For about ten years Volvo Car Corporation have developed cars that actively help to reduce and prevent collisions by utilizing an automotive collision avoidance system. The concept is that the car constantly monitors various factors, such as distance and speed, of the objects in its surroundings and by using that information the car can help in averting potential threats if the driver does not seem to handle the situation appropriately. Figure 2.1 illustrates how the car collects information through the use of a sensor. There are several options for the car to avoid the danger, such as full braking or steering in the appropriate direction and, of course, a combination of these. In this thesis we only focus on full braking. The decision on whether the car should take action or not depends on whether certain threshold values, determined by tunable parameters, are exceeded. Moreover, these thresholds can be exceeded also when braking assistance is not desirable, then called false intervention. There is always some degree of noise from the sensors; since Volvo Car Corporation want reliable performance of their cars it is important that the automotive collision avoidance system is not too sensitive to these uncertainties. We can hence state the problem to tackle:

Definition 2.1.1 (Original problem). Find a parameter setting in the automotive collision avoidance system which results in low collision speed and, at the same time, minimizes the risk for false intervention. The parameter setting has to be chosen in such a way that the automotive collision avoidance system is not too sensitive to uncertainties

The stated problem is a so-called robust optimization problem ([1]).

**SET TASK 1**
According to the collision avoidance passage, which way of avoiding danger does the thesis focus on?

**EXTRACTED INFORMATION**
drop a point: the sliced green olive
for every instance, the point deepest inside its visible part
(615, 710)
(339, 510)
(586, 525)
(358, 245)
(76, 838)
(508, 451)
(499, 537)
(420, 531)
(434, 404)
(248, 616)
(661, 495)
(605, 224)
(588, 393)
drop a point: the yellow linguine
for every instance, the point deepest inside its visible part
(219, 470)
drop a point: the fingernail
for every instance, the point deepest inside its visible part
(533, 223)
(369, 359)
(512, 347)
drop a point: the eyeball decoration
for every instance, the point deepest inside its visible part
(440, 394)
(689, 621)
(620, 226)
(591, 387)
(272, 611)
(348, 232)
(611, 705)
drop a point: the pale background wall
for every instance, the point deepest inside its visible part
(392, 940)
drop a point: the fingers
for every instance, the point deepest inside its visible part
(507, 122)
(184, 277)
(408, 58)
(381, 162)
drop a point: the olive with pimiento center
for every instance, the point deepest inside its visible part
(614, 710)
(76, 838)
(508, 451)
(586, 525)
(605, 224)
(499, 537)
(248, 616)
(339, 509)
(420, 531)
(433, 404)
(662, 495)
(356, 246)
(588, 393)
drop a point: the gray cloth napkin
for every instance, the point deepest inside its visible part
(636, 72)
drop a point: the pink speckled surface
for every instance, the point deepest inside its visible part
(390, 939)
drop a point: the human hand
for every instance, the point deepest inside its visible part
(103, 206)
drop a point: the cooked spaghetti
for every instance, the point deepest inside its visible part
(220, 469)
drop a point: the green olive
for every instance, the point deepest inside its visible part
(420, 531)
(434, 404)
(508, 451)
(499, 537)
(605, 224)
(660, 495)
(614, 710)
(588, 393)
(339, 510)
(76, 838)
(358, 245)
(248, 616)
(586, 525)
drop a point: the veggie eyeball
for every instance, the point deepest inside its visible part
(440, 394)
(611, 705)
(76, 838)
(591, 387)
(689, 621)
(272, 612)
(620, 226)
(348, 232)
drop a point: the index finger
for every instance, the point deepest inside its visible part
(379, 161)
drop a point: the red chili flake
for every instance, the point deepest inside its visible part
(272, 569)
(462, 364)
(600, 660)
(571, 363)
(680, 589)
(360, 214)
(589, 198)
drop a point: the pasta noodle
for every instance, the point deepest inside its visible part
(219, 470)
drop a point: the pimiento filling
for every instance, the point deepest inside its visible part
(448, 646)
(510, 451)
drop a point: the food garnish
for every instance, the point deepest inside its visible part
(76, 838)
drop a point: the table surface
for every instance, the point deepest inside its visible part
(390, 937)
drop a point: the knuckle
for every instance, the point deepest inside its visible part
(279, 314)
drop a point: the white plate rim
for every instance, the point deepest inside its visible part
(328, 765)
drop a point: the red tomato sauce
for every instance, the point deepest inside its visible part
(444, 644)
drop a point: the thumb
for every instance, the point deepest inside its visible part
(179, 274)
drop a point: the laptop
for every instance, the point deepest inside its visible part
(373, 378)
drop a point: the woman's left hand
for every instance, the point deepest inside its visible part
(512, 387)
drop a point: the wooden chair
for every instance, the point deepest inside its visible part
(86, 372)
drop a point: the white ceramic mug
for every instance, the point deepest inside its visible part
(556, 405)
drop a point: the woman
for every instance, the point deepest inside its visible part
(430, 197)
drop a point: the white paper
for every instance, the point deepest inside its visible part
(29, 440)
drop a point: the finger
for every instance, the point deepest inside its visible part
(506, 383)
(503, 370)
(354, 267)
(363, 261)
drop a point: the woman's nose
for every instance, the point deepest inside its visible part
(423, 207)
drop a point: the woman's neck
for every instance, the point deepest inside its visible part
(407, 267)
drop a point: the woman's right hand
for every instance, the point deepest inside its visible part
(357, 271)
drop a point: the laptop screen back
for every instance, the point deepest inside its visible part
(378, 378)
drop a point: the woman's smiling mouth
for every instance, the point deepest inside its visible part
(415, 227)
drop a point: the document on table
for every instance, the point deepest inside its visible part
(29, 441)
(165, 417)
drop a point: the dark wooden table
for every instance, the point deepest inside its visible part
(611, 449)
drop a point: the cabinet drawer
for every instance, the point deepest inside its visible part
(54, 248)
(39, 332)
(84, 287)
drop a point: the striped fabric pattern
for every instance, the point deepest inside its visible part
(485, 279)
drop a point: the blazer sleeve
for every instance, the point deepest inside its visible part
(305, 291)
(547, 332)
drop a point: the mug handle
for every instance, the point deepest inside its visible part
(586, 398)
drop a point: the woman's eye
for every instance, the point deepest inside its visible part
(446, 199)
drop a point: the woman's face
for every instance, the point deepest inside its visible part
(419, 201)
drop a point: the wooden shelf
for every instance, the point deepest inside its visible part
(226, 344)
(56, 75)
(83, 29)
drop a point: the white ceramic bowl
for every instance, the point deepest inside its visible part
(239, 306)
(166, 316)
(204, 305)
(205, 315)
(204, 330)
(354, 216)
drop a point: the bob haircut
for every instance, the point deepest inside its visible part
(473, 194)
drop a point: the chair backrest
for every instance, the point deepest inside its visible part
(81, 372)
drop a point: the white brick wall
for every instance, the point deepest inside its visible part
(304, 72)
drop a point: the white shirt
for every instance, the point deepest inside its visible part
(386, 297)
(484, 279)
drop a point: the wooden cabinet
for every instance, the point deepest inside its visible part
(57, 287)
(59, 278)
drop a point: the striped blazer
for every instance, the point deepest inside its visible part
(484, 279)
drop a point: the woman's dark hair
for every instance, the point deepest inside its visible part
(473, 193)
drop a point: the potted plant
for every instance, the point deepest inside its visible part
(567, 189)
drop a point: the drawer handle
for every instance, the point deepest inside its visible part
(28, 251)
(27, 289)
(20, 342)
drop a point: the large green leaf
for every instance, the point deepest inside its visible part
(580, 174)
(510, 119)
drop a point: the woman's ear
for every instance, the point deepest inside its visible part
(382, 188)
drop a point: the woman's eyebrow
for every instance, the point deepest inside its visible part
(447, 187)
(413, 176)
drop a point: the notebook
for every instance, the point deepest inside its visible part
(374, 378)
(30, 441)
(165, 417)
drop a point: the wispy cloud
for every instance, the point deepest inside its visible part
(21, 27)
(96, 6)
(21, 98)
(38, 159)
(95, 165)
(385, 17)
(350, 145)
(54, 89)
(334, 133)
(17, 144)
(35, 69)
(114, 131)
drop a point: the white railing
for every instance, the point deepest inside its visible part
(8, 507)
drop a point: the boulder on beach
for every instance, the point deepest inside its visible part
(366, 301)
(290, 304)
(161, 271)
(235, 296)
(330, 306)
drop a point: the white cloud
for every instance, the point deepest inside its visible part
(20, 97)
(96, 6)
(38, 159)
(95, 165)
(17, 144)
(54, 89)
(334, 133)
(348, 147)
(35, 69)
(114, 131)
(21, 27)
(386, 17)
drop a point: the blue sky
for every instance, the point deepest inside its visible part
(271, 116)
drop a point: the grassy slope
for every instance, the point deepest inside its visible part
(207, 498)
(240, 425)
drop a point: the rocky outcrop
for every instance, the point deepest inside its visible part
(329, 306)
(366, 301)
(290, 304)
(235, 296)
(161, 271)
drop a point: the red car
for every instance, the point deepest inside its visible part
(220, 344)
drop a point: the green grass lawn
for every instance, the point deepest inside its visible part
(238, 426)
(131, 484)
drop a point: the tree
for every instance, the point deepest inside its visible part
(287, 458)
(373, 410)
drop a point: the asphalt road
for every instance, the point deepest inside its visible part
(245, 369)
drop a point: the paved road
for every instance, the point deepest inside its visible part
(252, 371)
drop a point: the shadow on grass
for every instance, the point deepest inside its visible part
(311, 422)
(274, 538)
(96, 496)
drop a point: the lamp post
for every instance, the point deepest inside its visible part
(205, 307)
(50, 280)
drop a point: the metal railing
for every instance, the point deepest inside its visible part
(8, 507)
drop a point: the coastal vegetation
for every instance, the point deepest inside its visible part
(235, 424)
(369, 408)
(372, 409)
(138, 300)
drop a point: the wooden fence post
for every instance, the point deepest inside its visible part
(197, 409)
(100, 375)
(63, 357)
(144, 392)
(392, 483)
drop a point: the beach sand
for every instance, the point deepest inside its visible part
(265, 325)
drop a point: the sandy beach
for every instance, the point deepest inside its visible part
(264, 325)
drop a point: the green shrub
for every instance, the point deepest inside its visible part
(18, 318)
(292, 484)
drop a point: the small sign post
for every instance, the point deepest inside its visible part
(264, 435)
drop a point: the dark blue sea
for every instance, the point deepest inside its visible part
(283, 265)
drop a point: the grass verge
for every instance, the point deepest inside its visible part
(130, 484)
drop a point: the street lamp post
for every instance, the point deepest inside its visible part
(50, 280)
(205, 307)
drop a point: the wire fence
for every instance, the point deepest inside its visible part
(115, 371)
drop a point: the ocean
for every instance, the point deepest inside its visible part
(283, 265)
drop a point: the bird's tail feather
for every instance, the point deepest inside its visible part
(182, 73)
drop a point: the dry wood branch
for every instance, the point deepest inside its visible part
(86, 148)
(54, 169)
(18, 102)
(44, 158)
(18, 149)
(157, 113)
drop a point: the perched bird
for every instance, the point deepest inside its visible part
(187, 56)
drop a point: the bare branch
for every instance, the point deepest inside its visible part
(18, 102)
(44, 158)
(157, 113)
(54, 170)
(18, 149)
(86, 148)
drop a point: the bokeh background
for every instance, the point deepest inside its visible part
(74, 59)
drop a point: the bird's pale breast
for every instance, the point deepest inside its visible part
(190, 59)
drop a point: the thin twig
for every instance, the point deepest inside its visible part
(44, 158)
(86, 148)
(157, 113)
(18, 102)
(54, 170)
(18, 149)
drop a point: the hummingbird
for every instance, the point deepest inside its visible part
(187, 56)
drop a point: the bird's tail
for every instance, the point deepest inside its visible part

**SET TASK 2**
Please format the stretch of the records from the line containing "drop a point: the hummingbird" through the end of the records as a numbered list, omitting blank lines.

**REPLY 1**
Full braking.

**REPLY 2**
1. drop a point: the hummingbird
2. for every instance, the point deepest inside its visible part
3. (187, 56)
4. drop a point: the bird's tail
5. for every instance, the point deepest inside its visible part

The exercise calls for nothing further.